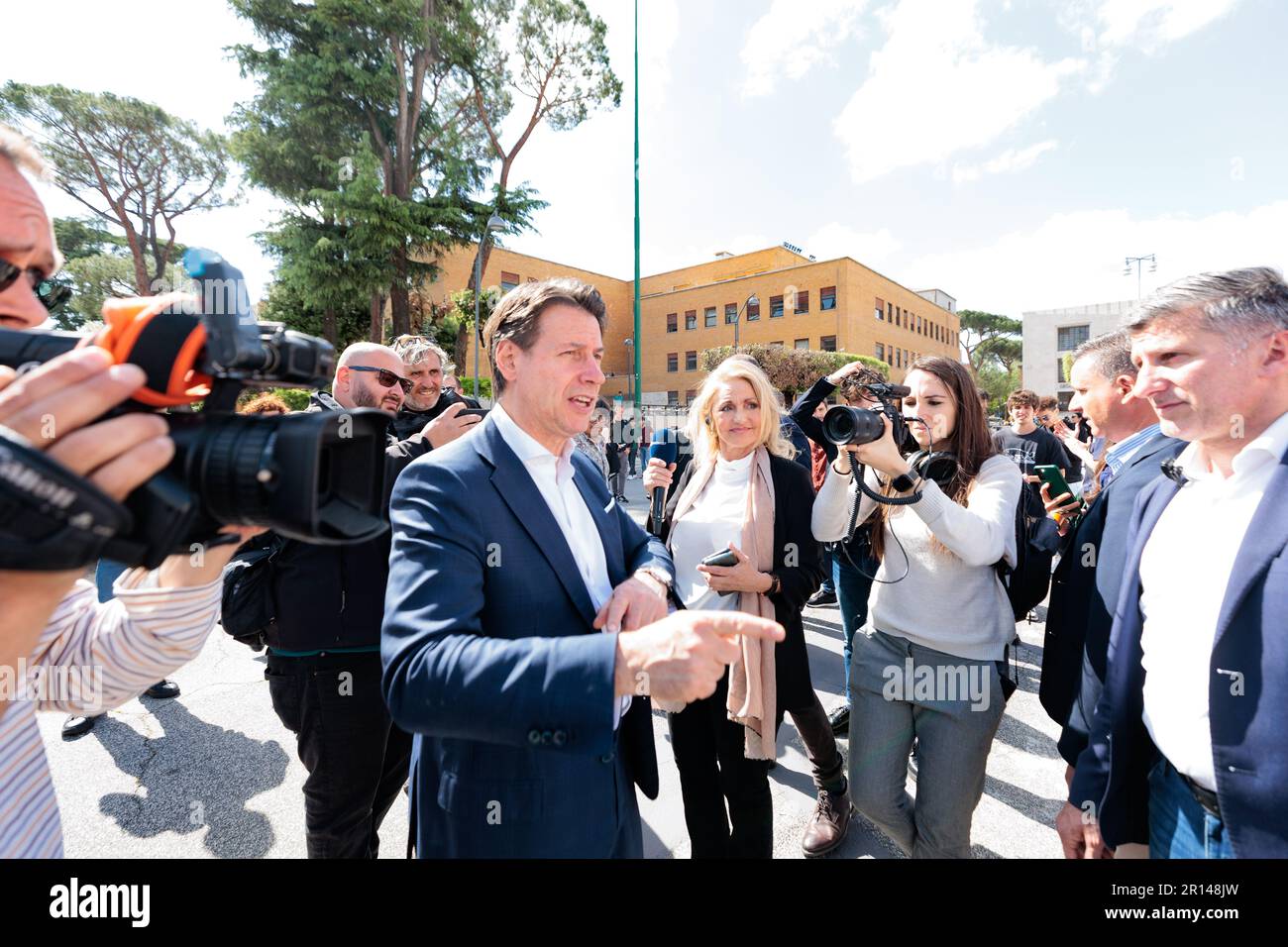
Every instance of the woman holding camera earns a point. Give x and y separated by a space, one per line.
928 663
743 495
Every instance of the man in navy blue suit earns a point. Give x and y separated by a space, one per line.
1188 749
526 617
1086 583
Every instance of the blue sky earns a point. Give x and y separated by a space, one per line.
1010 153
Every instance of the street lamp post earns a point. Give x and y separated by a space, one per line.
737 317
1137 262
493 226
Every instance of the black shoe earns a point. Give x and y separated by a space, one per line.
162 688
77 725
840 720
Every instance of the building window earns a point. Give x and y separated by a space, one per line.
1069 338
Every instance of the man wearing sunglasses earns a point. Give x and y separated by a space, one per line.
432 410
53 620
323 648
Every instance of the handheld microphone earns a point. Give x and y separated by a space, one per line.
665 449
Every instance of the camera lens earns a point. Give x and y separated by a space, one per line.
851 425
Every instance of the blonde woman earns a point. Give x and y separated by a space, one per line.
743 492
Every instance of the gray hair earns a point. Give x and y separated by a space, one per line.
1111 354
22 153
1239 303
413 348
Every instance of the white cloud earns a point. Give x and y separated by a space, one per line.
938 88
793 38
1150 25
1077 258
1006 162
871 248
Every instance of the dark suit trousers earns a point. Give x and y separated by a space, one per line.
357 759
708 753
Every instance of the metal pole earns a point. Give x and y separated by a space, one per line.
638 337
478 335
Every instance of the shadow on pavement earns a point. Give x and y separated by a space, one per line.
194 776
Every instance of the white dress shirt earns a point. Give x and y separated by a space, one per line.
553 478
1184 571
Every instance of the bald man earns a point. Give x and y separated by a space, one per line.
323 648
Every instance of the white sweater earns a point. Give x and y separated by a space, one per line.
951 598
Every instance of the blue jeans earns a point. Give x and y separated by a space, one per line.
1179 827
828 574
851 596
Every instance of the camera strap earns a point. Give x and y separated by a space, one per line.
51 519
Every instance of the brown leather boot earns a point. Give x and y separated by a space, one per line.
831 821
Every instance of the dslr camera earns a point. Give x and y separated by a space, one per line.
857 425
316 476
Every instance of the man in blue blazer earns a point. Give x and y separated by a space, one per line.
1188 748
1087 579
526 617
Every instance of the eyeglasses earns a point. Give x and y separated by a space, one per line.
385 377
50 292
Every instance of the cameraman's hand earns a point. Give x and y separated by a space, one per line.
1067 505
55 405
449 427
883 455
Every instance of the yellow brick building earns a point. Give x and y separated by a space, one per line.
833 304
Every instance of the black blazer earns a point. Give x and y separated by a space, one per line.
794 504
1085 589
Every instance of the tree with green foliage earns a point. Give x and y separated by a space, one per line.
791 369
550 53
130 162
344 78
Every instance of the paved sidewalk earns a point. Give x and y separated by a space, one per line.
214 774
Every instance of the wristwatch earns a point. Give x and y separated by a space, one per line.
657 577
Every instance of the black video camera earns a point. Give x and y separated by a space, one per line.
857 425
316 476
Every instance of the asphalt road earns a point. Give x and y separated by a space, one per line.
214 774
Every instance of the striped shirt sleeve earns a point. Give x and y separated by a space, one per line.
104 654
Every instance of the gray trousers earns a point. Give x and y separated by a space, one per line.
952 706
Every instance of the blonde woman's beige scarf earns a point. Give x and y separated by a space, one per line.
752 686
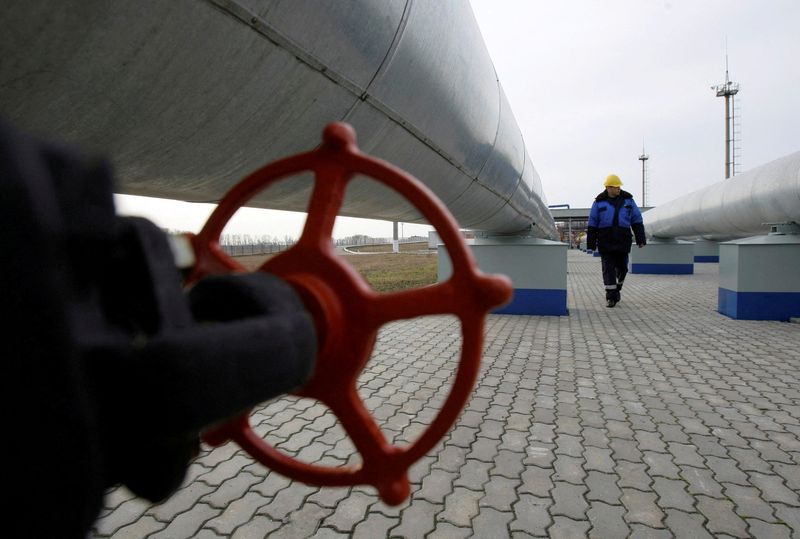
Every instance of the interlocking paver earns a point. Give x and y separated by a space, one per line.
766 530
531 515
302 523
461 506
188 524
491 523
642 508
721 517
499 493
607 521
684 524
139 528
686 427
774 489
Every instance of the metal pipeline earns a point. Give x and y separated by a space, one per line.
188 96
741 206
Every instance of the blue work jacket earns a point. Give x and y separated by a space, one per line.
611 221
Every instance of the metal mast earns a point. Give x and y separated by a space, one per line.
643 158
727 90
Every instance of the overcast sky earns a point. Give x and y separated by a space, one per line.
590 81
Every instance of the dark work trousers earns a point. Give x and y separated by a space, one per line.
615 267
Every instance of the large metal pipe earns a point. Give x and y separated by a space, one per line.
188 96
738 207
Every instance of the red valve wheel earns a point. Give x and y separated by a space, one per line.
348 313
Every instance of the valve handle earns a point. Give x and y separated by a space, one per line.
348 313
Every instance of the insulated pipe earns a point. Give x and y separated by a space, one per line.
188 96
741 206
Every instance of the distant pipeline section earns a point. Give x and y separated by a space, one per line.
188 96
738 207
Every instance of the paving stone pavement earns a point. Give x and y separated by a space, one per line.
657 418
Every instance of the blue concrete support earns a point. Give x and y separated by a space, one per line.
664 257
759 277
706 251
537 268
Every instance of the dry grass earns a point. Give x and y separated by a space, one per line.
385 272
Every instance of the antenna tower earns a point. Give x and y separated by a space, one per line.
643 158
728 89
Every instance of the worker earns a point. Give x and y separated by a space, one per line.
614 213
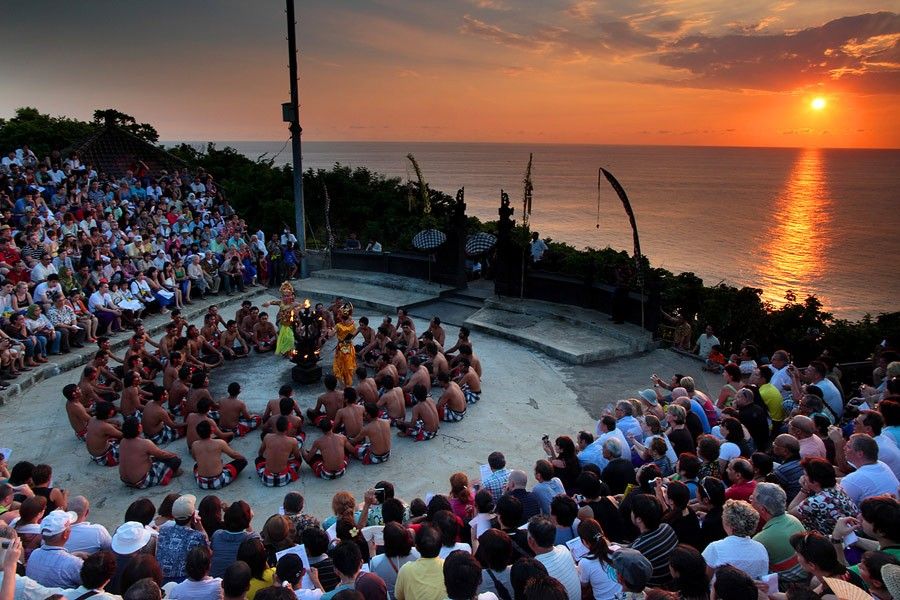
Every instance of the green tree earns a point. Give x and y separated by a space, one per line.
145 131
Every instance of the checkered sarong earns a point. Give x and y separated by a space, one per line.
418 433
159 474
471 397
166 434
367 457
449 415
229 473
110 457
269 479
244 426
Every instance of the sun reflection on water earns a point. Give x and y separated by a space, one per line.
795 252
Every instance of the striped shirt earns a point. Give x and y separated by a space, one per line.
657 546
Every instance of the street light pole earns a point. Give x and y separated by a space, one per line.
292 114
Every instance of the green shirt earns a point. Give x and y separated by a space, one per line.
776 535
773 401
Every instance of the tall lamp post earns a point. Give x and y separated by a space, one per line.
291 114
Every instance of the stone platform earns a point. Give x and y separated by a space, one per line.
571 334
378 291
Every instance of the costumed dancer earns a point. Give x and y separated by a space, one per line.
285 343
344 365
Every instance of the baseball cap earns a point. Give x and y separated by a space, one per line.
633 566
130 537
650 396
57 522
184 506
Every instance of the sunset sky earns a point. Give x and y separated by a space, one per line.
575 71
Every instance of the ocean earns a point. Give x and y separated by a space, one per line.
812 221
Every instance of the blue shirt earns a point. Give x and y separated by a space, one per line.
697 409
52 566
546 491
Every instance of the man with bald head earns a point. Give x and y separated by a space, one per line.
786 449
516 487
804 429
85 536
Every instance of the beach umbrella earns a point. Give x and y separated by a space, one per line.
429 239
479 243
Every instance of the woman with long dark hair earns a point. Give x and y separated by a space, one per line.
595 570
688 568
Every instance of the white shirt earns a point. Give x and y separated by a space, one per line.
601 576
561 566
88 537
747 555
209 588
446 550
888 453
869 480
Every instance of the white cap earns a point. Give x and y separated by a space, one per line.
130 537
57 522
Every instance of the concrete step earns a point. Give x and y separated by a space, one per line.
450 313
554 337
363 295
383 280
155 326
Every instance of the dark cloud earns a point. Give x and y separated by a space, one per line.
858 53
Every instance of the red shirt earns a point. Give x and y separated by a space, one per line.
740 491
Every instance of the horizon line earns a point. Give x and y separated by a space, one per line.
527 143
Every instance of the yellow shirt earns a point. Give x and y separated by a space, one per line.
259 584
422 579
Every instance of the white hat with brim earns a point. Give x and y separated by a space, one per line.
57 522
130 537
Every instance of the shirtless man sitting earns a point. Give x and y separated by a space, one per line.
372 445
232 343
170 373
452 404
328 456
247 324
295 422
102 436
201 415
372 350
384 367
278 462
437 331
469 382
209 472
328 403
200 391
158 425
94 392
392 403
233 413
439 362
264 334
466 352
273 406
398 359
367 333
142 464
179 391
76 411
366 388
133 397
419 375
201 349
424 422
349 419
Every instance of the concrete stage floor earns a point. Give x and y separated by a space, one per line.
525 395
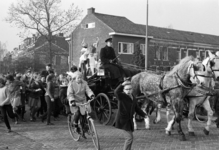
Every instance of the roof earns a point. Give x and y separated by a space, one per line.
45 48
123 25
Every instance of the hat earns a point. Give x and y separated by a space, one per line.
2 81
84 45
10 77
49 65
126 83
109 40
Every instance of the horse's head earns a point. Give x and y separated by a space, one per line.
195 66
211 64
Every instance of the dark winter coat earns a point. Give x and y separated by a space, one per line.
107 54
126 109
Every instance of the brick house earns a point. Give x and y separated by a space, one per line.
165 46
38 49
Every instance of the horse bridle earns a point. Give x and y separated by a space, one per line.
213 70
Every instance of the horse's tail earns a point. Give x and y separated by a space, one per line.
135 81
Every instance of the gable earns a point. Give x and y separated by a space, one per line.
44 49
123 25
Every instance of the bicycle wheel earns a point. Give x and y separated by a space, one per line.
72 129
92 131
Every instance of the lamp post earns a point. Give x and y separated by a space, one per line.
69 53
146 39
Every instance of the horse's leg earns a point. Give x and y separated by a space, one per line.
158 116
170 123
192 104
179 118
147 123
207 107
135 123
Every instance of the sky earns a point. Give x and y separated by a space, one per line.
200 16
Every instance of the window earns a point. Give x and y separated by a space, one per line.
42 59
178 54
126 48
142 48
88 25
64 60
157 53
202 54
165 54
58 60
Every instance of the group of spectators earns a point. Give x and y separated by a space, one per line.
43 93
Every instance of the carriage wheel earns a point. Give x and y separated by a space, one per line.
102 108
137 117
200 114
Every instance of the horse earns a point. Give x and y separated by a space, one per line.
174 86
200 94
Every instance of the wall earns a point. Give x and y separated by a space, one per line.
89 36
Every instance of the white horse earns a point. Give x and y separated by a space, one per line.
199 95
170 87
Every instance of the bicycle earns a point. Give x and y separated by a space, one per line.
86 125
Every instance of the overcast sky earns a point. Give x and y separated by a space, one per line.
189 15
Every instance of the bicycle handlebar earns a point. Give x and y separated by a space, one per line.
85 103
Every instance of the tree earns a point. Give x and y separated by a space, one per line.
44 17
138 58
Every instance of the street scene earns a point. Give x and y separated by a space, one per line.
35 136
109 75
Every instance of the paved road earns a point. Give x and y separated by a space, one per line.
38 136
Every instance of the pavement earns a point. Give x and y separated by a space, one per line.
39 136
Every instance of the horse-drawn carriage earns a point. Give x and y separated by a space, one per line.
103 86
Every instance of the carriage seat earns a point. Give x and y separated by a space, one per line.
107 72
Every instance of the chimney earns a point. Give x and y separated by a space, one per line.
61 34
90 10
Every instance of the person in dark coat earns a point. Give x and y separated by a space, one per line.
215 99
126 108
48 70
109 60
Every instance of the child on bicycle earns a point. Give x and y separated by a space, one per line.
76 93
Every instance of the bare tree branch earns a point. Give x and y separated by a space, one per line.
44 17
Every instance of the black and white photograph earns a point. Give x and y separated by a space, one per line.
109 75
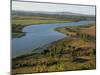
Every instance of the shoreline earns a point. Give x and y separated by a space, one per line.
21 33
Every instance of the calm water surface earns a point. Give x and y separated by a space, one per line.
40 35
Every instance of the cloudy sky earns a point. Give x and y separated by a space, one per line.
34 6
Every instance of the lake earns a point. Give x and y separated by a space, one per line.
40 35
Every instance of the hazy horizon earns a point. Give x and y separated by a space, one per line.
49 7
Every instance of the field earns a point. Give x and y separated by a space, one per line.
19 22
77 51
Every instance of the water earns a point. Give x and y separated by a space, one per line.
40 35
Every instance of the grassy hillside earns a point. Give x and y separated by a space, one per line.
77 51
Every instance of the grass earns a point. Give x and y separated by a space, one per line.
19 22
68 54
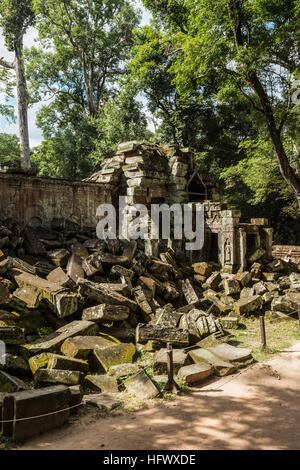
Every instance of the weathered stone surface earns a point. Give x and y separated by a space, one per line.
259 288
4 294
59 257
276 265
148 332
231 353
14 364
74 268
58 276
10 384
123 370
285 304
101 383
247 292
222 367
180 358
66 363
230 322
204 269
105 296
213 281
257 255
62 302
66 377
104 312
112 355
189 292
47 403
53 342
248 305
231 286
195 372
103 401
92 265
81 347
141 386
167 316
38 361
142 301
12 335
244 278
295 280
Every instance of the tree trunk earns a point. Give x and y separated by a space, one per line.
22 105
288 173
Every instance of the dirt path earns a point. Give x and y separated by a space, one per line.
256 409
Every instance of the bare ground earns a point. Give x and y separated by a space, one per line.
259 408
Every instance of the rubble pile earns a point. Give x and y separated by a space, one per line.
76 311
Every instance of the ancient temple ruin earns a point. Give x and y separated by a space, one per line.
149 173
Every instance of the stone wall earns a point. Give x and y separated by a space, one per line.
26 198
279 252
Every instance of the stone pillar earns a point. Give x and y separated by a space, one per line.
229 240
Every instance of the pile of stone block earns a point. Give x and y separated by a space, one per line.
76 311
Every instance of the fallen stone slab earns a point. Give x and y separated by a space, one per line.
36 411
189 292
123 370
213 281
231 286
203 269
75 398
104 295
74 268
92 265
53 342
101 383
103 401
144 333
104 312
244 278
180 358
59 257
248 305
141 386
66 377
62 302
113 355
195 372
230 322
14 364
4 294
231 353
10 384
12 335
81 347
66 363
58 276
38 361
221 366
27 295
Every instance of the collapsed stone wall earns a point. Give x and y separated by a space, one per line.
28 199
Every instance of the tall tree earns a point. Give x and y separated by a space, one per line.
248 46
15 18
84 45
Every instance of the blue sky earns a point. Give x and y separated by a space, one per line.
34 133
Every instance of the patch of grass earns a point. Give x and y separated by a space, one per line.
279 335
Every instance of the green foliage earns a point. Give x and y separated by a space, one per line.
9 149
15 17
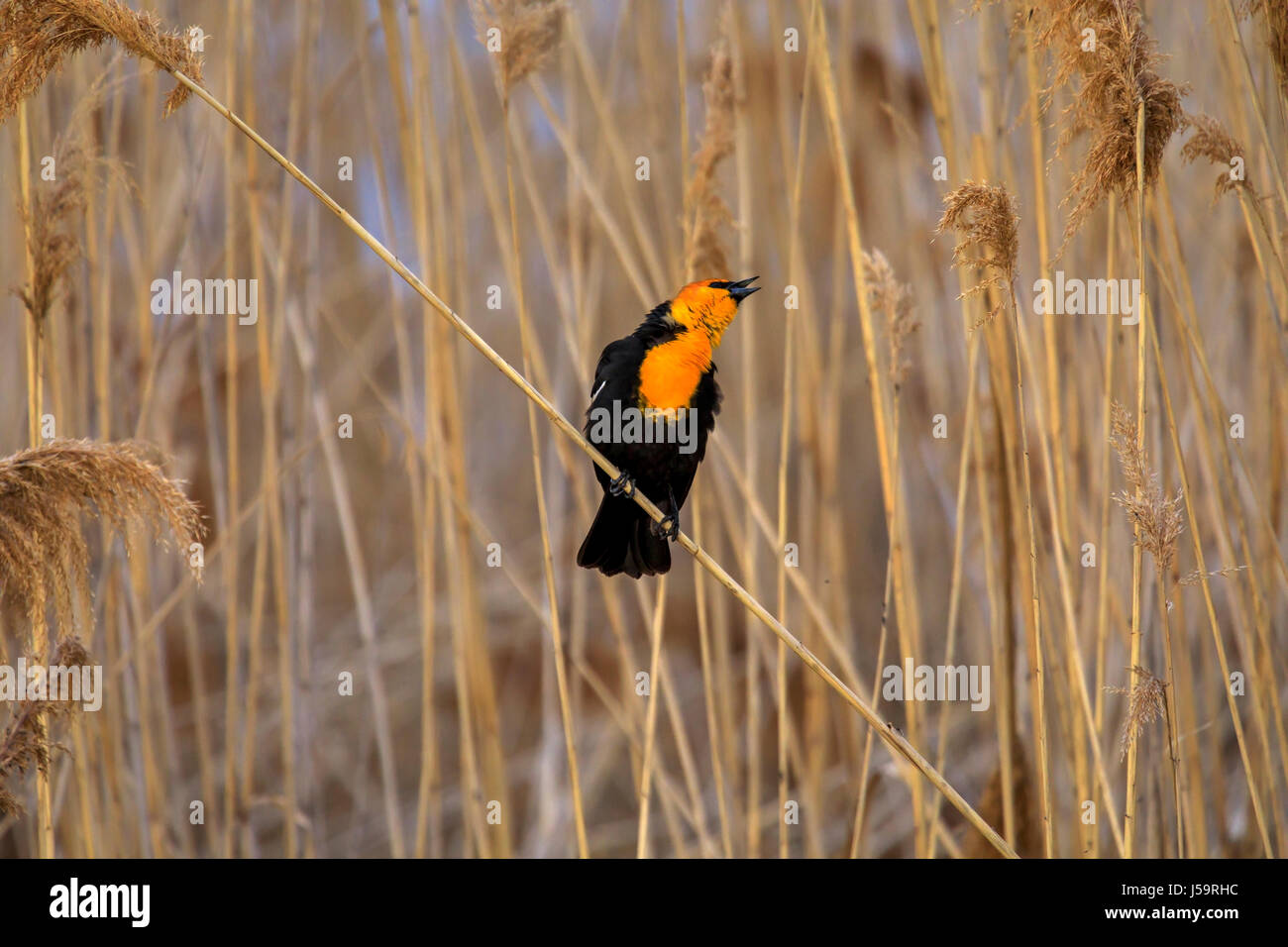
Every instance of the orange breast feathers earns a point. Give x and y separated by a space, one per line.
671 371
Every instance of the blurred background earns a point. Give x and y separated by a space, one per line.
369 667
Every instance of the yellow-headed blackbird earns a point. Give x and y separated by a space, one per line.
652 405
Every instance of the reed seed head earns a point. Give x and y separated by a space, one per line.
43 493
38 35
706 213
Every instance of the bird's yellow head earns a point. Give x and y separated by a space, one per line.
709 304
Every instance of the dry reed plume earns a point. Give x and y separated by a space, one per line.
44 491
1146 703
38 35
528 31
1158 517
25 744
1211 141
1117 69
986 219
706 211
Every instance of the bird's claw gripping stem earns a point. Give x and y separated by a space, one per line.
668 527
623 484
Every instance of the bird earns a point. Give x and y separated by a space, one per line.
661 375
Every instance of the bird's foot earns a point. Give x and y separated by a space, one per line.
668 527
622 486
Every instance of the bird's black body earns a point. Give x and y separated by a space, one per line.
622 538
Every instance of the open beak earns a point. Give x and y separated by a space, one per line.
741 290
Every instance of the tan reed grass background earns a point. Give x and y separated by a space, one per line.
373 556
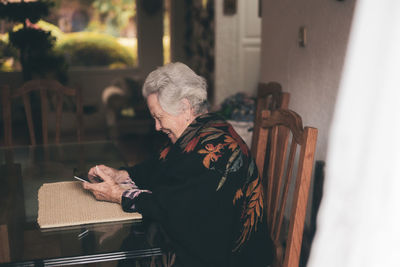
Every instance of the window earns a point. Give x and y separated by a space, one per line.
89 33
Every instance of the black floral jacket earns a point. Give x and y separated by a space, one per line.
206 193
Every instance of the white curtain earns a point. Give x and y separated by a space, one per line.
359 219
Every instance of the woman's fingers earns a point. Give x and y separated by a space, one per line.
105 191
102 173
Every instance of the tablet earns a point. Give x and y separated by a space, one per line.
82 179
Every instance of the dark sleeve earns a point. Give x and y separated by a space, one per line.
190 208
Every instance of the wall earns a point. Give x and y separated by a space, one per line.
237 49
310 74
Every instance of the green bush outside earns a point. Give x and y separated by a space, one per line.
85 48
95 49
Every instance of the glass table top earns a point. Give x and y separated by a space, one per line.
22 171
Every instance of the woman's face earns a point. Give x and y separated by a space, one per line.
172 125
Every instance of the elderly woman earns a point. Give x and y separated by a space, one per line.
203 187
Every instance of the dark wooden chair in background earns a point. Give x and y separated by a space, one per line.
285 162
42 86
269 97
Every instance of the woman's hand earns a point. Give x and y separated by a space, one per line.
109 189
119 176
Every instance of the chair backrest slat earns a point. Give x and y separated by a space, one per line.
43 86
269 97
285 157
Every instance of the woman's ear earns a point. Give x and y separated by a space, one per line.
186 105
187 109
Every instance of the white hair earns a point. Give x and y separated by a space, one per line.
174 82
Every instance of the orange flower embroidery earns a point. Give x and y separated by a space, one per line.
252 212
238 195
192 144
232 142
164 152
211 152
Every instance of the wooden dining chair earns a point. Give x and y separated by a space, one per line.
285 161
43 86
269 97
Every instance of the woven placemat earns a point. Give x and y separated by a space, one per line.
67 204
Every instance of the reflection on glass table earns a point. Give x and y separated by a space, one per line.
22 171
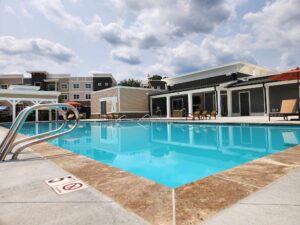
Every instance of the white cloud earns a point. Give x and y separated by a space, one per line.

--*--

WHAT TO DO
Skip the pictures. Please copy exactly the lines from the one with "Every instance of the white curtain" through the final line of the material above, both ends included.

WRITTEN SOLUTION
Every instance of the white curtain earns a point. Give x and y separated by a space, one per line.
359 219
Every instance of the woman's fingers earns a point. Give x and y separated by a space, one per line.
105 191
102 173
Every instance of the tablet earns a point. Give x and y separated by a space, one per line.
82 179
Every instance of the dark sleeve earns a point. Give x and y separated by a space, one per line.
190 208
Every instance of the wall earns a point. Give x and y separated by a space, one per line.
237 49
310 74
Every instance of the green bush outside earns a point. Give x and y separated by a space, one per line.
85 48
95 49
Every instance of the glass table top earns a point. Give x and y separated by a space, one per line.
22 171
Every instance of the woman's face earns a point. Give x and y separated by a space, one per line.
172 125
Every instance of the elderly woman earns a point. Give x and y separated by a space, one per line.
203 187
Every instance of the dark wooden chair in background earns a point. Give x and y separated by a space, one per line.
285 162
42 86
269 97
Every instance of the woman's hand earns a point. Give x and y separated by a space, one per line.
109 189
119 176
Every instance of the chair backrest slat earns a point. Give x and y separated by a space, one per line.
43 86
269 97
285 157
Every instance of the woman's ear earns a point. Give x and y separated by a space, one per line.
186 105
187 109
Every instance of the white hair earns a point. Give x and y separated by a space, one per line.
174 82
Every instance of the orange flower embroidery earns a point. Give x and y separated by a space, one per line.
252 212
238 195
192 144
232 142
164 152
211 152
Every instance of the wooden dining chair earns a point. Give x and y separated by a space, one per line.
285 161
43 86
269 97
Every instance of the woven placemat earns a point. Give x and y separated by a space, one per line.
67 204
Every instance of the reflection on glass table earns a point. Give x and y separated by a space, one per line.
22 171
Every instance of the white cloud earns a point. Give x and y separated by a space, one per line.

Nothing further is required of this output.